*Excerpted passage*.

Friday, August 5, 2011




Barbeque Safety Tips

Who doesn't love a summertime barbeque? It can be a simple backyard, family dinner or the centerpiece of a party. Usually it is a casual affair and held outdoors.

The first prerequisite is to start with a clean grill. The easiest time to clean a grill is to scrape excess food from the grill with a wire scraper tool while the grill is still hot. After the grilltop has cooled, it can be handled for washing. I dislike pointing out that flies are attracted to a grill that has food on it. They bring any germs that they landed on beforehand. These can include e.coli and salmonella, both of which can thrive in temperatures as high as 90 degrees.

As with all food preparation it is vital that you wash your hands. If this is inconvenient, at least use hand sanitizer or sanitizing wipes. Use a meat thermometer inserted into the center of the meat when barbequing so you know when the food is ready to serve. Beef is done at 145 degrees, pork is cooked at 160, and grill chicken at temperatures between 165 to 175 degrees. Barbequing meats can result in heterocyclic amines, or HCAs, which are carcinogenic compounds. You should try to minimize charring and high temperatures for this reason. Research has revealed that people who eat well-done meat are three times more apt to develope cancer, as compared to those who consume medium and rare meats. Lastly, do not leave the food out for more than an hour when it is hot outside in order to prevent food spoilage and the illness that follows. These few rules will help you enjoy barbequing.

*Work to complete*.
a) Summarize the barbeque safety tips in two sentences.
b) Using the barbeque safety tips, decide whether each statement agrees with the text. Answer yes or no, and quote the words that decide it.
(i) Beef is done at 160 degrees.
(ii) The easiest time to scrape excess food from a grill is while it is still hot.
(iii) Hand sanitizer is suggested when washing hands is inconvenient.
The records have no connection to the text on barbeque safety.

*Data shown*.
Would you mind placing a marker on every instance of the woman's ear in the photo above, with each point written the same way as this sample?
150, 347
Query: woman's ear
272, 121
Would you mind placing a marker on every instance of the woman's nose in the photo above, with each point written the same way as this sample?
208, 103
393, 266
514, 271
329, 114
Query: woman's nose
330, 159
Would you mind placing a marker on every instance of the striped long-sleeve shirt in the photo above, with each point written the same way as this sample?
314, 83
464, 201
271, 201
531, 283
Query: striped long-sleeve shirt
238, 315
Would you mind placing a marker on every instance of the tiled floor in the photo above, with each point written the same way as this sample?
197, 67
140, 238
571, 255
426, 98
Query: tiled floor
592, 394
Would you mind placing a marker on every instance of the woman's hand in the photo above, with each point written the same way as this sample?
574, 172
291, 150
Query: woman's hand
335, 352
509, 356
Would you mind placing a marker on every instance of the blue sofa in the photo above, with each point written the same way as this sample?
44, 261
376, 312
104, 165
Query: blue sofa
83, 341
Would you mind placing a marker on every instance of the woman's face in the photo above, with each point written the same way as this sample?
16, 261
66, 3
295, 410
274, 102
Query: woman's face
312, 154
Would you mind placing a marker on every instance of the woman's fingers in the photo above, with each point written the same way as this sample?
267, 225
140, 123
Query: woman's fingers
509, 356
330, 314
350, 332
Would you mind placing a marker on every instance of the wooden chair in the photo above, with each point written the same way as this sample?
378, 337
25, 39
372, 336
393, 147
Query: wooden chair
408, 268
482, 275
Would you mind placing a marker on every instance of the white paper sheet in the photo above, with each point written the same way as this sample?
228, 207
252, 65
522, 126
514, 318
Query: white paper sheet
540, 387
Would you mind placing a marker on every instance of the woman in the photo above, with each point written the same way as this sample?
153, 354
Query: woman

*Answers for the exercise*.
a) The tips call for starting with a clean grill, scraped while still hot, because flies drawn to food on a grill can carry germs such as e.coli and salmonella. They also advise washing hands, using a meat thermometer, minimizing charring to limit carcinogenic HCAs, and not leaving food out for more than an hour when it is hot outside.

b)
(i) No: "Beef is done at 145 degrees, pork is cooked at 160"
(ii) Yes: "The easiest time to clean a grill is to scrape excess food from the grill with a wire scraper tool while the grill is still hot."
(iii) Yes: "If this is inconvenient, at least use hand sanitizer or sanitizing wipes."